## [What the task asks]
For the entries below, the result should be an exact transcription of the lines from the one with "Target: sky" up to and including the one with "Target: tractor side mirror", and only those.

## [Data shown]

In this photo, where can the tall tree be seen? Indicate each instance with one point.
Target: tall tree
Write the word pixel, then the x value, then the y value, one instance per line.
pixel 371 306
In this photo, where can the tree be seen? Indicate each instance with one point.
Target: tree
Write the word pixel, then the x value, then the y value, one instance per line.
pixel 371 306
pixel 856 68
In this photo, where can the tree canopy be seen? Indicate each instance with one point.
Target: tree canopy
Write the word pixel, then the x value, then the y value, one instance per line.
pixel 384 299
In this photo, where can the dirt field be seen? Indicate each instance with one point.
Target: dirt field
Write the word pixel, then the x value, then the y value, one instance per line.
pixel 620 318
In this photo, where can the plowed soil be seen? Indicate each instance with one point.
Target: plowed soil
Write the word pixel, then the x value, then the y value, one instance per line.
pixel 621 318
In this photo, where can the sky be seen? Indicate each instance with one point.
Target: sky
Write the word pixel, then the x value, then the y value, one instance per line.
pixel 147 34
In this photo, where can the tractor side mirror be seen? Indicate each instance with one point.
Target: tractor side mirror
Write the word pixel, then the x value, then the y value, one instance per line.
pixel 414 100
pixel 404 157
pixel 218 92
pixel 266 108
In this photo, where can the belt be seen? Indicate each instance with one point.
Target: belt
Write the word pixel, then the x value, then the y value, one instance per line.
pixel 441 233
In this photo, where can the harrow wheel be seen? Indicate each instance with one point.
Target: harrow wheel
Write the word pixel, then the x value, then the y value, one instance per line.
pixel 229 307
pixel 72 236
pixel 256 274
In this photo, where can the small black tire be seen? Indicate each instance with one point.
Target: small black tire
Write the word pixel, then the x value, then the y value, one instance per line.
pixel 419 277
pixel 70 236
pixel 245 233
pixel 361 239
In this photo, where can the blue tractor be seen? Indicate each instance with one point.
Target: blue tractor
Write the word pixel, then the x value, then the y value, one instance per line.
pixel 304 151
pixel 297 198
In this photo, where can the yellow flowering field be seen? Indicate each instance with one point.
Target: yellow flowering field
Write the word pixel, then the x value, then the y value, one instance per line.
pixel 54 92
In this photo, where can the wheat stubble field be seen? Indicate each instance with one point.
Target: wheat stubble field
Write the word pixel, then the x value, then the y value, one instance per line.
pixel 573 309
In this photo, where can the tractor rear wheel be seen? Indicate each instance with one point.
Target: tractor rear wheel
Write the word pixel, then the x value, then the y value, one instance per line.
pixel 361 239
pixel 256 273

## [Task answer]
Target: sky
Write the word pixel, then the x value, then the y value, one instance per line.
pixel 147 34
In this photo, where can the tractor side mirror be seen? Indicate each instance with one point.
Target: tractor side mirror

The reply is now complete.